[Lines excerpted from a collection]
* * * *

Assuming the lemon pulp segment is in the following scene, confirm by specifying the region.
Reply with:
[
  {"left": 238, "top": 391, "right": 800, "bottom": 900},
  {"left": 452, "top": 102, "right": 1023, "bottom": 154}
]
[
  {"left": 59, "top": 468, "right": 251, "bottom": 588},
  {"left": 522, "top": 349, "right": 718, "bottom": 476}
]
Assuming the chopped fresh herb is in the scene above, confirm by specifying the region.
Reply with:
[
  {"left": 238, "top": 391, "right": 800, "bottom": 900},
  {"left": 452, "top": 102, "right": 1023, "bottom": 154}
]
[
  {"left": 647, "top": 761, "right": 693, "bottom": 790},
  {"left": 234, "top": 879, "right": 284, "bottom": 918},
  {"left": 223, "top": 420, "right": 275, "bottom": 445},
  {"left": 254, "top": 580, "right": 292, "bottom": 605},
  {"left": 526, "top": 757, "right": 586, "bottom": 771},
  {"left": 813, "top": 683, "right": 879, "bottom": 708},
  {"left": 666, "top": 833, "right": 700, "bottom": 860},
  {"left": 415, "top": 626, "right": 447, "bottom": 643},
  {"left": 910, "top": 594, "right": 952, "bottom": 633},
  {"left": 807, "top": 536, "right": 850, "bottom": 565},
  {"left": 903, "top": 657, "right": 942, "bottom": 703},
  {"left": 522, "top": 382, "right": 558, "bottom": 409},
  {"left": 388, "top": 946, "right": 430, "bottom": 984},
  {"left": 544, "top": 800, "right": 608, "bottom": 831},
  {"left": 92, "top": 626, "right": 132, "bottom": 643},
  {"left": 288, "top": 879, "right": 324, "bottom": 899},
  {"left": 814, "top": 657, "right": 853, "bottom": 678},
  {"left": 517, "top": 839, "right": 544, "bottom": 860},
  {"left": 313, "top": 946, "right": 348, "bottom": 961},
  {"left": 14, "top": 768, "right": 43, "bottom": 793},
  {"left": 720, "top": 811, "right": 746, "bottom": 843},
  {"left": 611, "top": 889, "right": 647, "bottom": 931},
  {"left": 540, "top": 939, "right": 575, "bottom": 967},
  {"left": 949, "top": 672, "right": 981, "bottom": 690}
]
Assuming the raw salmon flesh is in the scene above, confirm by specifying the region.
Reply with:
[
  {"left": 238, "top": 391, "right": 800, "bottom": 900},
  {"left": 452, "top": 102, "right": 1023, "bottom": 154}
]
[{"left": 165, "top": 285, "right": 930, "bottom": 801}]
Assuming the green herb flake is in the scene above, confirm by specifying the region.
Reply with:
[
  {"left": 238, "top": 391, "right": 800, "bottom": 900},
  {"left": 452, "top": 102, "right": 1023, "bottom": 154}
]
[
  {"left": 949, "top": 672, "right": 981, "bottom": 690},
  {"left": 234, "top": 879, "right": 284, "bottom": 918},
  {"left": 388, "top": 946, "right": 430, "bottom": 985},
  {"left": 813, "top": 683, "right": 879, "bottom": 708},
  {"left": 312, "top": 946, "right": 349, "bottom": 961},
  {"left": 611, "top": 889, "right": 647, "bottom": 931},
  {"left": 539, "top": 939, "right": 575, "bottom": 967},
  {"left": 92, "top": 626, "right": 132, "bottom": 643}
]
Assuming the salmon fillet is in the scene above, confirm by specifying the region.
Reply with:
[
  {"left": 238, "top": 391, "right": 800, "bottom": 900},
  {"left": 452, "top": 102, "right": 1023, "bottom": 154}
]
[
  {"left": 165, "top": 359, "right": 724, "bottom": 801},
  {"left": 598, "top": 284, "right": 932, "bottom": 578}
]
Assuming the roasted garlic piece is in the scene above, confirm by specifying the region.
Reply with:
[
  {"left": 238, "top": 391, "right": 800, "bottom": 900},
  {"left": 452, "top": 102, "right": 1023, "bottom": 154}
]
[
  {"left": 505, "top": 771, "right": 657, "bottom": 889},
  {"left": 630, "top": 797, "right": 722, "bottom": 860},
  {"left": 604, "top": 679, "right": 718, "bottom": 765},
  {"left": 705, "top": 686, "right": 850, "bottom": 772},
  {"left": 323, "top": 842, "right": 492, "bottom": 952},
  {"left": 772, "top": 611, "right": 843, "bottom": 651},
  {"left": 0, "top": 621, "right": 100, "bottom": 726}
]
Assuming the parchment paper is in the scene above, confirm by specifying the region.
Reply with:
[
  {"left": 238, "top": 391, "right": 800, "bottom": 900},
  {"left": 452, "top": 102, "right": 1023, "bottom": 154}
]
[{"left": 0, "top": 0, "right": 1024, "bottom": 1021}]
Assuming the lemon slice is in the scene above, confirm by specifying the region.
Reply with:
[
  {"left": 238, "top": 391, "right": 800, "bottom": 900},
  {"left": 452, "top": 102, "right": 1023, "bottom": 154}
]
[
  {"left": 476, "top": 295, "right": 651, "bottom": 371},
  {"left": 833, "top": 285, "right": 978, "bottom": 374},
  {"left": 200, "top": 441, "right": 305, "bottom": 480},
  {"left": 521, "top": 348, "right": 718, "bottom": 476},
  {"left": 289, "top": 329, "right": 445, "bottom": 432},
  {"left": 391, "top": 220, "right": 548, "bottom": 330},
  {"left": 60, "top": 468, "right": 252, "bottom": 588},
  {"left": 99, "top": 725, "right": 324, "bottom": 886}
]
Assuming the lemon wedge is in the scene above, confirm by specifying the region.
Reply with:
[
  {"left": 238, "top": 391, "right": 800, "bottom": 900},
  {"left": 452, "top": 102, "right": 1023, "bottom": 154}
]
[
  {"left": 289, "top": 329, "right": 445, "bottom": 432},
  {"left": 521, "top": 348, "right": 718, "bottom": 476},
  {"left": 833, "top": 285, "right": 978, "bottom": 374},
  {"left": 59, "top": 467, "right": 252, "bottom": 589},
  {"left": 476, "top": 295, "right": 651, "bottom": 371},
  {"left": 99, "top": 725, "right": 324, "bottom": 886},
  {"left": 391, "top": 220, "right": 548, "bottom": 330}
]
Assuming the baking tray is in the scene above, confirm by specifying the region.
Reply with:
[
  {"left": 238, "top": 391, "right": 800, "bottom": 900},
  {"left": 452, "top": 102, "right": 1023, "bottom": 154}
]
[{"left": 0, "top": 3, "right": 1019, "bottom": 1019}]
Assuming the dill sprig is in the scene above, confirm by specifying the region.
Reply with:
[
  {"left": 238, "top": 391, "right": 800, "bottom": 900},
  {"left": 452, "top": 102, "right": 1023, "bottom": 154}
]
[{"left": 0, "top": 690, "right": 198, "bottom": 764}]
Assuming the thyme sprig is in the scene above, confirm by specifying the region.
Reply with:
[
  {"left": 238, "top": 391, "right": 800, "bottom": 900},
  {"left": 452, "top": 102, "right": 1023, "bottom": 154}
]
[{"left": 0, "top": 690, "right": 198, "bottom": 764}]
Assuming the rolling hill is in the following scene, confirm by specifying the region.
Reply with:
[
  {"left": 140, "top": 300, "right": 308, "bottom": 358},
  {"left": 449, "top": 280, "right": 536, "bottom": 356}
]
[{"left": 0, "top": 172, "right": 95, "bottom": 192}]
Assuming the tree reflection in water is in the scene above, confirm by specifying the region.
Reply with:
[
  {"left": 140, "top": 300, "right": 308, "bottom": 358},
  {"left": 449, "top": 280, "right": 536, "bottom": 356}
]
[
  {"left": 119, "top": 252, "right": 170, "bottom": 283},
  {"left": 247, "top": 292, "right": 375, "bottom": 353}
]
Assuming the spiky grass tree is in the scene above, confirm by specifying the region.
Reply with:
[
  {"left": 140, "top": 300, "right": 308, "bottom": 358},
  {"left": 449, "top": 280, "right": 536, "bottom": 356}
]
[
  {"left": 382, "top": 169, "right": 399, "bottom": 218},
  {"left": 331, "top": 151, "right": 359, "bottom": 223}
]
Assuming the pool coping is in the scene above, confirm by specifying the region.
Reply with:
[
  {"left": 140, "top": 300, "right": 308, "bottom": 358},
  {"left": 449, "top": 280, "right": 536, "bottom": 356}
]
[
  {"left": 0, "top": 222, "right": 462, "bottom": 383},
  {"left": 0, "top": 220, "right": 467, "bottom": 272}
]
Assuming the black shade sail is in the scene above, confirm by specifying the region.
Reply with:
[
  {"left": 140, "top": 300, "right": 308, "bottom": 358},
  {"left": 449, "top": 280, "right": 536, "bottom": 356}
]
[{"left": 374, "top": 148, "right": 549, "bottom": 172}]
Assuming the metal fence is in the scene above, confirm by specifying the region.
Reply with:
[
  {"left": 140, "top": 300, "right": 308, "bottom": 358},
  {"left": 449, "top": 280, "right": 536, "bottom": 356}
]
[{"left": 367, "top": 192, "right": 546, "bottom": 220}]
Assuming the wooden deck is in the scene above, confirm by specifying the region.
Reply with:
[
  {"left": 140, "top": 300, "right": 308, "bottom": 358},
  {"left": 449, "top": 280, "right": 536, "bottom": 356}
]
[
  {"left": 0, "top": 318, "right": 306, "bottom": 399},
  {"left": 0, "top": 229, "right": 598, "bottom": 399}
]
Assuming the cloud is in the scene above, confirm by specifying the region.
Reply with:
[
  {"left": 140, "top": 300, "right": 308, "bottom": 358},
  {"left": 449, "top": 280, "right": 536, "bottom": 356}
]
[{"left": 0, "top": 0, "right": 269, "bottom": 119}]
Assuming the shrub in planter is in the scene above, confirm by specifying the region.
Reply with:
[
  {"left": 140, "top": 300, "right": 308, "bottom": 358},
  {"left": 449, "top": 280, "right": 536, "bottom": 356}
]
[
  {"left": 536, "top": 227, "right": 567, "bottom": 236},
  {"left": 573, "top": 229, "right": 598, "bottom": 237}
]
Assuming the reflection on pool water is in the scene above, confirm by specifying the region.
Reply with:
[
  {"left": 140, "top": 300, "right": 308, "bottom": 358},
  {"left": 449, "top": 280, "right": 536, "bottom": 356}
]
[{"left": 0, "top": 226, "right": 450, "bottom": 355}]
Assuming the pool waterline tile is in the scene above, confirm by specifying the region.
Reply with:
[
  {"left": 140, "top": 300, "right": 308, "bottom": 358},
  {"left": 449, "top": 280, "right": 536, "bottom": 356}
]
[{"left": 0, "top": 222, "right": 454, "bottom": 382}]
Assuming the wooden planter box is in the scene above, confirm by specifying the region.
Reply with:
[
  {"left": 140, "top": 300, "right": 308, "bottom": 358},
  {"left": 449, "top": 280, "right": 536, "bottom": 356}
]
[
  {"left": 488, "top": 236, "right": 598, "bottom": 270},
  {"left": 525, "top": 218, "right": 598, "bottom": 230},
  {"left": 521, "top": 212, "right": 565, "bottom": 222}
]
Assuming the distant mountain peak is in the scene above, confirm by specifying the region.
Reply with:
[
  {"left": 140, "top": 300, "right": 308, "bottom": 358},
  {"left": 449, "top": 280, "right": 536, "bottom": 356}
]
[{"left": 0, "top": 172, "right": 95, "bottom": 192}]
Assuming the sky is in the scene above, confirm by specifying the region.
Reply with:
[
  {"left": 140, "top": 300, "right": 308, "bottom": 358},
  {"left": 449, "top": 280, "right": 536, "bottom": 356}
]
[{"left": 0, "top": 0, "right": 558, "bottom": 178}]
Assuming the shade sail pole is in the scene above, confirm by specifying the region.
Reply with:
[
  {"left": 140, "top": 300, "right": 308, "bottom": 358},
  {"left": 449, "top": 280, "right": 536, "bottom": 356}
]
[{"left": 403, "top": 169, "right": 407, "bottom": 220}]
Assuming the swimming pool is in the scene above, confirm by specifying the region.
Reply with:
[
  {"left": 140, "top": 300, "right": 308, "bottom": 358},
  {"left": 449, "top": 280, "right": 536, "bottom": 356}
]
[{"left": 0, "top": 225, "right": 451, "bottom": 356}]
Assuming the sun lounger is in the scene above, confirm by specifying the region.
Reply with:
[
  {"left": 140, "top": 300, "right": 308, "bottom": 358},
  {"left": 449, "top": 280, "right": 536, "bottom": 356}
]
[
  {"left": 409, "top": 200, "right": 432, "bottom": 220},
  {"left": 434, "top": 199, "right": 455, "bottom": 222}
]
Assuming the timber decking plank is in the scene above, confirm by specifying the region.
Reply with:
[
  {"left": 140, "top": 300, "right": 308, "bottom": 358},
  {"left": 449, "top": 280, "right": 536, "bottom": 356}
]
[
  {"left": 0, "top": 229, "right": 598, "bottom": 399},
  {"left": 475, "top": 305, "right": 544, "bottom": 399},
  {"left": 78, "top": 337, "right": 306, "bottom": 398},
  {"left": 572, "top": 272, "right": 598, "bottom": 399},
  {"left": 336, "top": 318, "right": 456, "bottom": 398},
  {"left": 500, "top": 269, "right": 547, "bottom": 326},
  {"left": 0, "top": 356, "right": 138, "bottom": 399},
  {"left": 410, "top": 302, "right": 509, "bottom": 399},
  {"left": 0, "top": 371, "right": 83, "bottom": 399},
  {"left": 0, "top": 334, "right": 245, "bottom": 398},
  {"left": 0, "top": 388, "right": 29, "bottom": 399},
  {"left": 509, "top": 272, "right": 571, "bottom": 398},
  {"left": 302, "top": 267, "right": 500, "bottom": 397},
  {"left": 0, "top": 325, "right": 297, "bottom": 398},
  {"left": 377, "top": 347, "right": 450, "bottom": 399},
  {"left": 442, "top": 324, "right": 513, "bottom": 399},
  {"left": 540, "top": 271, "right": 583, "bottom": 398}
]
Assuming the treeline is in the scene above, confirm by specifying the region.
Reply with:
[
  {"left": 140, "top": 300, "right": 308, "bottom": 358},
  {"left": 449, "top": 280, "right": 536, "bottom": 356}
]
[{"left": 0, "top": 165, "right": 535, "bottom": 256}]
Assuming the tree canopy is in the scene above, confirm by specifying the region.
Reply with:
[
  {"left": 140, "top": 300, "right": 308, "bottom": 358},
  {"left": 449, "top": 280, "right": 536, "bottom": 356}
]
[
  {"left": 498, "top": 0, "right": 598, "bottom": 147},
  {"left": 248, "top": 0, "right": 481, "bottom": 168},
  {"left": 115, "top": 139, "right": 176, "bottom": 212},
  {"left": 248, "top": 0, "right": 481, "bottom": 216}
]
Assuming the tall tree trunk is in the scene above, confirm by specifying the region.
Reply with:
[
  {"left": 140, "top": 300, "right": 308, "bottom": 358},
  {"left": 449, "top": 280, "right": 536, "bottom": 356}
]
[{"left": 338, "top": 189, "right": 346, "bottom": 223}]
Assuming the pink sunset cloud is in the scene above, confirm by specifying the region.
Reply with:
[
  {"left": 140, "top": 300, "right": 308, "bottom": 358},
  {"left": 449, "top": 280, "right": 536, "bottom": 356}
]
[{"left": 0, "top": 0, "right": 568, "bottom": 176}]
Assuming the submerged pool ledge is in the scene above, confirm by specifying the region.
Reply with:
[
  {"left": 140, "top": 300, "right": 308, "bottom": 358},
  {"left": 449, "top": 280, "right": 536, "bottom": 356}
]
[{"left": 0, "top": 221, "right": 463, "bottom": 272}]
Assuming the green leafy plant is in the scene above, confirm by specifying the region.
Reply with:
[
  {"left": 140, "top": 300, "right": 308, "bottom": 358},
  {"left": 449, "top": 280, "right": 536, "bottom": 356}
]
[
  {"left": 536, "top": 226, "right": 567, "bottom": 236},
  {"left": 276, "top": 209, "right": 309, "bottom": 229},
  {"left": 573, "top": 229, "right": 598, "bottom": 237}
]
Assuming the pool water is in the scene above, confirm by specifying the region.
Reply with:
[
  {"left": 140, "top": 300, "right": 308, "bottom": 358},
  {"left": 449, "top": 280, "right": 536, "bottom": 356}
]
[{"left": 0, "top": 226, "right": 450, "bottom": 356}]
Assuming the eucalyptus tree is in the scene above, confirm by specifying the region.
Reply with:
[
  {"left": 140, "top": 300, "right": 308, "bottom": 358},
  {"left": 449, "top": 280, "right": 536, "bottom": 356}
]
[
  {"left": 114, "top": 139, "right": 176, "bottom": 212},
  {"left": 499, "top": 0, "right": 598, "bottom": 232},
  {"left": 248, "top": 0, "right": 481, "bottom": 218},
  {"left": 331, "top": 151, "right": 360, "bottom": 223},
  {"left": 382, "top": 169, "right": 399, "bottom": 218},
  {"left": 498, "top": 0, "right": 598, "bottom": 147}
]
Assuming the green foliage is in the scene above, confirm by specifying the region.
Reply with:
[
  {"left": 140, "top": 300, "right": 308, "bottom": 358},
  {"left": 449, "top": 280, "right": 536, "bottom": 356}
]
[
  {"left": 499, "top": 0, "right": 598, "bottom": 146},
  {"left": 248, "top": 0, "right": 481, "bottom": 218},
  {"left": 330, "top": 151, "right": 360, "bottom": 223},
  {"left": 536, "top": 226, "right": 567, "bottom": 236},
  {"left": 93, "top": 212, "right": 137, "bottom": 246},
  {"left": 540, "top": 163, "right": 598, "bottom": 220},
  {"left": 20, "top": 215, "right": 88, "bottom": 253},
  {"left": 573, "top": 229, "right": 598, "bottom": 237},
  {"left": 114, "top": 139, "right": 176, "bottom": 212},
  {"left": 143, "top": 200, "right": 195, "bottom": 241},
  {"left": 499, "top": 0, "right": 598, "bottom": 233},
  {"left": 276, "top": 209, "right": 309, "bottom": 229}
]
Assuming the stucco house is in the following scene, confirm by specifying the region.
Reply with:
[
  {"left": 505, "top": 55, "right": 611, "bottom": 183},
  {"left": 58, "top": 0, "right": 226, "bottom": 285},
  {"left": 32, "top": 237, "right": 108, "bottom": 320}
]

* * * *

## Directions
Pick out and copy every line above that contains the word "lemon", treating case as significant.

## Solution for this exercise
Assuming the lemon pulp segment is in the following scene, confirm by specifying the region.
Assuming the lemon slice is in the scene above, confirm by specifying the region.
Assuming the lemon wedge is in the scene above, confirm by specifying the region.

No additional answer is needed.